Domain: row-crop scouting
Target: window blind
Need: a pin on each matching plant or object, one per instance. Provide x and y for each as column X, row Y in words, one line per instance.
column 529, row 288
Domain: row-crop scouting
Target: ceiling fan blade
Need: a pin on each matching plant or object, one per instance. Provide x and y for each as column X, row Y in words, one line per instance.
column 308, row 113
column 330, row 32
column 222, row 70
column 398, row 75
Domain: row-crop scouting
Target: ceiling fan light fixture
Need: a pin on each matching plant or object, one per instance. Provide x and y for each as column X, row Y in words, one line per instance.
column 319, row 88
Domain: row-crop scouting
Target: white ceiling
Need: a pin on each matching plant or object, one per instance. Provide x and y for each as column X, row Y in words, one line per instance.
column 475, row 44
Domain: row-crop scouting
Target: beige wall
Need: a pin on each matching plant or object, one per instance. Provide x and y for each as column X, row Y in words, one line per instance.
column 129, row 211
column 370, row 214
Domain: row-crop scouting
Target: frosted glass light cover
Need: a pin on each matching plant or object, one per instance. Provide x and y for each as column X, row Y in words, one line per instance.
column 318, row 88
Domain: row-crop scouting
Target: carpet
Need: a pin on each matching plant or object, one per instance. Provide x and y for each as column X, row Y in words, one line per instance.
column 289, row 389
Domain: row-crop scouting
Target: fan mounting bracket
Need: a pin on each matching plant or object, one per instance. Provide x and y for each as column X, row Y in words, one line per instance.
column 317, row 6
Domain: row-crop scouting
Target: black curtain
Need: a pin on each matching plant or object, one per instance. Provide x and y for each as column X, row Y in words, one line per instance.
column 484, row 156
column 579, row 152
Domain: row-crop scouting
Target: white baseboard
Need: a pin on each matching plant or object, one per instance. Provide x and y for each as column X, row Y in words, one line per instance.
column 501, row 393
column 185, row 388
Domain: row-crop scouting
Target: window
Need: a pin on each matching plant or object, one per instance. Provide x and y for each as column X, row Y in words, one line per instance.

• _Aim of the exercise_: Repeat the records exactly, including every line.

• _Answer for the task_:
Domain: row-crop scouting
Target: window blind
Need: a pin on each matching plant or object, one per instance. Provide x and y for each as column X, row Y in words, one line per instance.
column 529, row 288
Domain: row-crop scouting
Target: ceiling fan blade
Need: a pin on each matching plant or object, one per instance. Provide x and y for each as column X, row Y in words, one line per instance.
column 308, row 113
column 330, row 32
column 222, row 70
column 398, row 75
Domain: row-crop scouting
Target: ceiling fan light fixture
Need: a pin on each matching plant or object, one per instance. Provide x and y for each as column X, row Y in words, one line per instance.
column 319, row 88
Domain: row-crop scouting
Target: white ceiling
Need: a pin on each matching plant or object, one per instance. Provide x and y for each as column X, row Y in words, one line per instance.
column 475, row 44
Domain: row-crop scouting
Target: beige wall
Need: a pin on each matching plant or object, one per instance. Provide x and y for each as column X, row Y in words, one line per instance.
column 129, row 211
column 370, row 214
Domain: row-crop scouting
Target: frosted glass light cover
Need: a pin on each matching plant or object, one per instance. Provide x and y for each as column X, row Y in words, one line per instance.
column 318, row 88
Domain: row-crop scouting
Target: carpet
Need: a pin on each matching plant or object, one per instance. Provide x and y for each as column X, row Y in words, one line per instance.
column 289, row 389
Domain: row-crop scouting
Target: fan mounting bracket
Need: a pin on each matching plant or object, one per instance. Provide x and y for each as column X, row Y in words, one line per instance.
column 317, row 6
Domain: row-crop scouting
Target: black curtain
Need: a pin on each matching plant or object, one per instance. Provide x and y for each as column X, row Y in words, one line per instance.
column 484, row 156
column 579, row 152
Domain: row-crop scouting
Target: white baseboard
Need: a pin on each matching plant or object, one per instance. Provide x and y for each as column X, row Y in words, one line per instance.
column 501, row 393
column 185, row 388
Domain: row-crop scouting
Target: window
Need: a pin on each matching plant or object, one per instance. Provide x and y for each as column X, row Y in words, one line per instance.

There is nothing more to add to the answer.